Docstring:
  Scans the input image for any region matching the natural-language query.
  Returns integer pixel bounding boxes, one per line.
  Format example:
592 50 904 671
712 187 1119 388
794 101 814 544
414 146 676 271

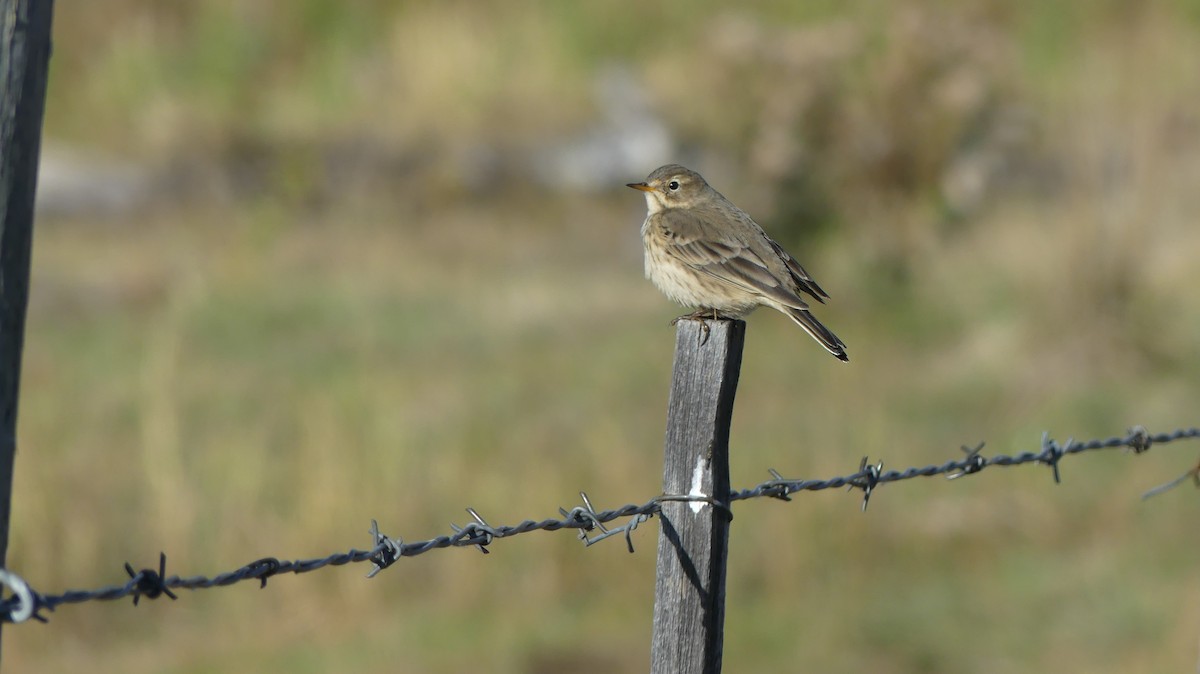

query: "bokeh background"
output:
4 0 1200 673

Your task:
Set out the lines of the records above as a Markdown table with two columns: Row for the row number and Text for the line, with blank lines skipped. Leave the pictures out of the answer.

The completed task:
| Row | Text |
|---|---|
| 1 | Docstring: |
| 2 |   Scans the input image for any region matching the natural-language query. |
| 3 |   Returns integer pixel bounding boxes, one per line. |
| 4 |   Format example: |
| 5 | 592 50 904 671 |
| 6 | 712 187 1119 388 |
| 7 | 794 101 814 544 |
| 8 | 414 146 676 271 |
| 9 | query: "bokeh background" |
| 10 | output: |
| 11 | 4 0 1200 673 |